- SHORT PROBLEM:
Copy the listing below line for line, with no changes.

[Location identification entries]
§ §
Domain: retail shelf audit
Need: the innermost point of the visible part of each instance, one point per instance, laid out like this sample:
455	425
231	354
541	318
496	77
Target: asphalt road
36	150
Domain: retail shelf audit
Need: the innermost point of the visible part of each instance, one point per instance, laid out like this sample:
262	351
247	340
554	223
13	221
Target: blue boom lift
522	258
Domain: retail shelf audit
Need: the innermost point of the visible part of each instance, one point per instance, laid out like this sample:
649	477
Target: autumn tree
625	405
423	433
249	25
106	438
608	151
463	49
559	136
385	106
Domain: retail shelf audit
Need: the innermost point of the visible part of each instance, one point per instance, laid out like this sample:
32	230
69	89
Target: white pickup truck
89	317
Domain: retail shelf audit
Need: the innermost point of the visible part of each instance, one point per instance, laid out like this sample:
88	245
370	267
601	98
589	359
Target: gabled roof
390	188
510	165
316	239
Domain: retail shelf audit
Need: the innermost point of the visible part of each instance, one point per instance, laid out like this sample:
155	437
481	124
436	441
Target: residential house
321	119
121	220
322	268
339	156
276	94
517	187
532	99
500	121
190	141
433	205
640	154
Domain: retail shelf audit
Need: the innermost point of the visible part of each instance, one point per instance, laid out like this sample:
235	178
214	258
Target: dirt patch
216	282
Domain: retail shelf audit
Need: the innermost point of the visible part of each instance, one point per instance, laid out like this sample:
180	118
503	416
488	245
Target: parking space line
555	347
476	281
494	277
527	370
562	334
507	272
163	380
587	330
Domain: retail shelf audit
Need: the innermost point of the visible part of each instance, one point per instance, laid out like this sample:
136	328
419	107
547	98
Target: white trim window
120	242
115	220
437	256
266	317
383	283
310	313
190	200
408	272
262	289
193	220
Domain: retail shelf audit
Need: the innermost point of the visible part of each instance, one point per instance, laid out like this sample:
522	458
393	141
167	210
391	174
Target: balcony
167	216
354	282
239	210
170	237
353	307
§ §
- SOLUTION FOR THIS TASK:
Domain: retail shelf audit
Need: the innermost point of the visible part of each instance, one point per instance, laid out like this sample:
455	425
231	354
541	318
496	77
Target: asphalt road
36	150
Domain: retail shelf audit
Need: the innermost point of the visible part of each instance, one point per instance, laid out like this sample:
262	351
247	340
554	223
13	221
Target: blue boom lift
522	258
Domain: retail shelf audit
Need: the innermost point of the visible part of each instance, one point per instance, laid out like this sample:
649	477
Target: autumn tree
625	405
423	433
249	25
106	438
608	151
463	49
559	136
385	106
Domain: retail shelf audit
Need: the innermost point of the visible part of each instance, one point per instance, laid out like this sample:
32	230
69	89
Target: white pickup truck
89	317
Domain: retail shelf audit
Need: the innermost point of the visible part of each instance, one point per instance, laid out like this sample:
88	245
370	267
601	98
589	359
Target: gabled roof
390	188
510	165
316	239
Domain: retail shelf audit
Need: the innermost point of the visible part of each instance, one point per instance, laid out like this sample:
155	437
481	124
436	441
Target: residential house
321	119
121	220
322	268
339	156
276	94
517	187
532	99
500	121
190	141
433	205
640	154
Domain: retail shelf audit
Need: the innermost point of the visible part of each instance, one point per instance, laid out like this sample:
235	178
214	258
Target: dirt patch
216	282
Domain: retail shelf audit
Need: the innermost point of the visible part of each instance, one point per instance, laid out like this sample:
180	118
503	416
488	245
Target: parking space line
555	347
476	281
494	277
527	370
562	334
507	272
163	380
587	330
Domain: retail shelf audit
Need: the innermost point of the visible part of each instance, one point per instance, laid out like this sample:
136	328
419	107
547	98
Target: white trim window
120	242
115	220
437	256
266	317
383	283
310	313
190	200
408	272
262	289
193	220
Domain: retail shelf audit
Need: the innermost point of the visible part of each instance, one point per instance, laid out like this sample:
522	458
393	141
167	210
391	174
Target: balcony
167	216
354	282
239	210
170	237
353	307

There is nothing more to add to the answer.